▸ **EXCERPTED DATA**
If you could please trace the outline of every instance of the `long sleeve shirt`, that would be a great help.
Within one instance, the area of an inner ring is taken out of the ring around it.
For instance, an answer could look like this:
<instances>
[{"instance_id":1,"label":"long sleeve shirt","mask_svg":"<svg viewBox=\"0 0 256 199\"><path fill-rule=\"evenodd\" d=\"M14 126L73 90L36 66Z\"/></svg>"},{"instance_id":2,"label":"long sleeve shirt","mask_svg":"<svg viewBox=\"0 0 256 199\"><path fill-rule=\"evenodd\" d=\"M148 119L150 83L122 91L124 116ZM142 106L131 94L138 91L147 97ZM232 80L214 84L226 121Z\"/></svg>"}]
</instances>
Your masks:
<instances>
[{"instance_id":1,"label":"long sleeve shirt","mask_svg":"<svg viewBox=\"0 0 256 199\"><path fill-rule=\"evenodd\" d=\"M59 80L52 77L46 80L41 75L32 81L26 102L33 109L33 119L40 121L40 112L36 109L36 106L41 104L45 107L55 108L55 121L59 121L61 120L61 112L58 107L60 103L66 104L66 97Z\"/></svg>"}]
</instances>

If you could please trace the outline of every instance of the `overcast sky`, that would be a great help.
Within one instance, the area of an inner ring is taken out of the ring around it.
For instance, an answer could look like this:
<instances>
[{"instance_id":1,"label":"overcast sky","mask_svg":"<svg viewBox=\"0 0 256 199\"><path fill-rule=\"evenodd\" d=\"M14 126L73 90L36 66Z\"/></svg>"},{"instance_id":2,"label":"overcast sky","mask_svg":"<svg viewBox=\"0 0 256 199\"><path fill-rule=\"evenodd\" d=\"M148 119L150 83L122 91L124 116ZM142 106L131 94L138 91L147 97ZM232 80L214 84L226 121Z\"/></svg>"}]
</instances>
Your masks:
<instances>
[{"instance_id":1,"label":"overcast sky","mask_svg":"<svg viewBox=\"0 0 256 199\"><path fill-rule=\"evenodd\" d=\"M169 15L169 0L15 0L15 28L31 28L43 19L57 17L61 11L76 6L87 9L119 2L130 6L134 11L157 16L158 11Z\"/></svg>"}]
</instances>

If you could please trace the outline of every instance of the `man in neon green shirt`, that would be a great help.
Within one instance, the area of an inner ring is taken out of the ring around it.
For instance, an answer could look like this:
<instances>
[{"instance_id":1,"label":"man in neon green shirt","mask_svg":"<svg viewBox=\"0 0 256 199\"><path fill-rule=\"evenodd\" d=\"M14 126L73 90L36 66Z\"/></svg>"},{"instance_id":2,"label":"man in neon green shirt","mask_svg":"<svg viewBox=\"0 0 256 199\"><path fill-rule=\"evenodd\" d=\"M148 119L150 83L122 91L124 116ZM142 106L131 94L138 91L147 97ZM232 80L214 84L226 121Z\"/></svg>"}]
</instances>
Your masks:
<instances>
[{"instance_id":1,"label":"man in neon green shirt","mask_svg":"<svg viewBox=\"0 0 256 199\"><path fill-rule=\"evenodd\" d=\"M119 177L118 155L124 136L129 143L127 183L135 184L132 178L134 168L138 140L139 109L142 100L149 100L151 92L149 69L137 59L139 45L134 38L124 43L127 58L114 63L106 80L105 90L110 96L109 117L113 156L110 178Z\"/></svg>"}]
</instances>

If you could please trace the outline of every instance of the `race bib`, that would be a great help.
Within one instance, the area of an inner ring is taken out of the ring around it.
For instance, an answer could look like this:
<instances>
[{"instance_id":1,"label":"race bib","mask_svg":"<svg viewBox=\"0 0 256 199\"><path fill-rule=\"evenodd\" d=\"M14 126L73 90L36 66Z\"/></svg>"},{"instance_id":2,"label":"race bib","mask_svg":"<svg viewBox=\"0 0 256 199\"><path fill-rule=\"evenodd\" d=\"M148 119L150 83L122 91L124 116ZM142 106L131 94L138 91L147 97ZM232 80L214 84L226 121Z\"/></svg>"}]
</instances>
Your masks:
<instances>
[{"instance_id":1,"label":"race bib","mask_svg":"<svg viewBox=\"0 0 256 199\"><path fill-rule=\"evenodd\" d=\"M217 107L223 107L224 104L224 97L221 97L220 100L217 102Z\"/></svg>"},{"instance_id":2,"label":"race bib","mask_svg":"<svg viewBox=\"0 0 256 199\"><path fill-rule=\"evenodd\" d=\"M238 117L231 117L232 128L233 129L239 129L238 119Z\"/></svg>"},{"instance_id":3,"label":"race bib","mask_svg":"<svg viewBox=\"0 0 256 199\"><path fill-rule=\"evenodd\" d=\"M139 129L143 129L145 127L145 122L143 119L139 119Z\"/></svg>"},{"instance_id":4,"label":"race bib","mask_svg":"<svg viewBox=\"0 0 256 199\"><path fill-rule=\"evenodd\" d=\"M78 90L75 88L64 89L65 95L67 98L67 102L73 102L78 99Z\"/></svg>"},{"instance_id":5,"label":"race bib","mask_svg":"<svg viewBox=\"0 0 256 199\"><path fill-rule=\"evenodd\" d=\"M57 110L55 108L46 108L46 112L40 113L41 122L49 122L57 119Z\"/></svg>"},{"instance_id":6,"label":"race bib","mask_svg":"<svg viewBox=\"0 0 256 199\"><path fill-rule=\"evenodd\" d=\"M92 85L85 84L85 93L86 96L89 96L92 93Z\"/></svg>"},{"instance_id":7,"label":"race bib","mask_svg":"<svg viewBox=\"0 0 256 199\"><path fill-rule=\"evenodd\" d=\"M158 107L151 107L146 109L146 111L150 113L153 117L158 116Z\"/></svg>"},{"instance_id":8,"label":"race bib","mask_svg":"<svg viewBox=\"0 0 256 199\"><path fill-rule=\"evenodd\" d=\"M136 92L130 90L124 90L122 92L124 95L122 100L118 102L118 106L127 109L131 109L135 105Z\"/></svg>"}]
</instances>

▸ **DIRECTION**
Your task is to return the full listing exactly as it was given.

▸ **RESPONSE TO THIS EXERCISE**
If you could please trace the outline of every instance of the `long sleeve shirt`, that would be a great help.
Within one instance, the area of an inner ring is taken out of the ring around it.
For instance, an answer could look like this:
<instances>
[{"instance_id":1,"label":"long sleeve shirt","mask_svg":"<svg viewBox=\"0 0 256 199\"><path fill-rule=\"evenodd\" d=\"M14 126L73 90L36 66Z\"/></svg>"},{"instance_id":2,"label":"long sleeve shirt","mask_svg":"<svg viewBox=\"0 0 256 199\"><path fill-rule=\"evenodd\" d=\"M148 119L150 83L122 91L124 116ZM142 106L131 94L138 91L147 97ZM232 80L214 84L226 121Z\"/></svg>"}]
</instances>
Your masks:
<instances>
[{"instance_id":1,"label":"long sleeve shirt","mask_svg":"<svg viewBox=\"0 0 256 199\"><path fill-rule=\"evenodd\" d=\"M59 80L52 77L46 80L41 75L32 81L26 102L33 109L33 119L40 121L40 112L36 109L36 106L41 104L45 107L55 108L55 121L59 121L61 120L61 112L58 107L60 103L66 104L66 97Z\"/></svg>"}]
</instances>

If you could please trace the outline of every instance of the `overcast sky`, that would be a great help.
Within one instance, the area of an inner ring is taken out of the ring around it.
For instance, an answer could look like this:
<instances>
[{"instance_id":1,"label":"overcast sky","mask_svg":"<svg viewBox=\"0 0 256 199\"><path fill-rule=\"evenodd\" d=\"M14 126L73 90L36 66Z\"/></svg>"},{"instance_id":2,"label":"overcast sky","mask_svg":"<svg viewBox=\"0 0 256 199\"><path fill-rule=\"evenodd\" d=\"M148 119L150 83L122 91L124 116ZM142 106L131 94L138 91L147 97ZM232 80L214 84L226 121Z\"/></svg>"}]
</instances>
Your masks:
<instances>
[{"instance_id":1,"label":"overcast sky","mask_svg":"<svg viewBox=\"0 0 256 199\"><path fill-rule=\"evenodd\" d=\"M169 15L169 0L15 0L15 28L31 28L43 19L57 17L61 11L76 6L87 9L119 2L130 6L134 11L157 16L158 11Z\"/></svg>"}]
</instances>

If you could please trace the outline of every instance of the `man in neon green shirt`, that would be a great help.
Within one instance, the area of an inner ring is taken out of the ring around it.
For instance, an answer could look like this:
<instances>
[{"instance_id":1,"label":"man in neon green shirt","mask_svg":"<svg viewBox=\"0 0 256 199\"><path fill-rule=\"evenodd\" d=\"M14 126L73 90L36 66Z\"/></svg>"},{"instance_id":2,"label":"man in neon green shirt","mask_svg":"<svg viewBox=\"0 0 256 199\"><path fill-rule=\"evenodd\" d=\"M148 119L150 83L122 91L124 116ZM142 106L131 94L138 91L147 97ZM232 80L214 84L226 121Z\"/></svg>"}]
</instances>
Your masks:
<instances>
[{"instance_id":1,"label":"man in neon green shirt","mask_svg":"<svg viewBox=\"0 0 256 199\"><path fill-rule=\"evenodd\" d=\"M119 177L118 155L124 136L129 143L127 183L135 184L132 178L134 168L138 140L139 109L142 100L149 100L151 92L149 69L137 59L139 45L134 38L124 43L127 58L114 63L106 80L105 90L110 96L109 117L113 156L110 178Z\"/></svg>"}]
</instances>

If you could please trace the outline of every instance of the `race bib`, that would be a great help.
Within one instance, the area of an inner ring is taken out of the ring around it.
For instance, an answer could look like this:
<instances>
[{"instance_id":1,"label":"race bib","mask_svg":"<svg viewBox=\"0 0 256 199\"><path fill-rule=\"evenodd\" d=\"M14 126L73 90L36 66Z\"/></svg>"},{"instance_id":2,"label":"race bib","mask_svg":"<svg viewBox=\"0 0 256 199\"><path fill-rule=\"evenodd\" d=\"M148 119L150 83L122 91L124 116ZM142 106L131 94L138 91L147 97ZM232 80L214 84L226 121Z\"/></svg>"}]
</instances>
Your masks:
<instances>
[{"instance_id":1,"label":"race bib","mask_svg":"<svg viewBox=\"0 0 256 199\"><path fill-rule=\"evenodd\" d=\"M217 107L223 107L224 104L224 97L221 97L220 100L217 102Z\"/></svg>"},{"instance_id":2,"label":"race bib","mask_svg":"<svg viewBox=\"0 0 256 199\"><path fill-rule=\"evenodd\" d=\"M238 117L231 117L232 128L233 129L239 129L238 119Z\"/></svg>"},{"instance_id":3,"label":"race bib","mask_svg":"<svg viewBox=\"0 0 256 199\"><path fill-rule=\"evenodd\" d=\"M139 129L143 129L145 127L145 122L143 119L139 119Z\"/></svg>"},{"instance_id":4,"label":"race bib","mask_svg":"<svg viewBox=\"0 0 256 199\"><path fill-rule=\"evenodd\" d=\"M78 90L75 88L64 89L65 95L67 98L67 102L73 102L78 99Z\"/></svg>"},{"instance_id":5,"label":"race bib","mask_svg":"<svg viewBox=\"0 0 256 199\"><path fill-rule=\"evenodd\" d=\"M57 110L55 108L46 108L46 112L40 113L41 122L49 122L57 119Z\"/></svg>"},{"instance_id":6,"label":"race bib","mask_svg":"<svg viewBox=\"0 0 256 199\"><path fill-rule=\"evenodd\" d=\"M92 85L85 84L85 93L86 96L89 96L92 93Z\"/></svg>"},{"instance_id":7,"label":"race bib","mask_svg":"<svg viewBox=\"0 0 256 199\"><path fill-rule=\"evenodd\" d=\"M158 107L151 107L146 109L146 111L150 113L153 117L158 116Z\"/></svg>"},{"instance_id":8,"label":"race bib","mask_svg":"<svg viewBox=\"0 0 256 199\"><path fill-rule=\"evenodd\" d=\"M136 92L130 90L124 90L122 92L124 95L122 100L118 102L118 106L127 109L131 109L135 105Z\"/></svg>"}]
</instances>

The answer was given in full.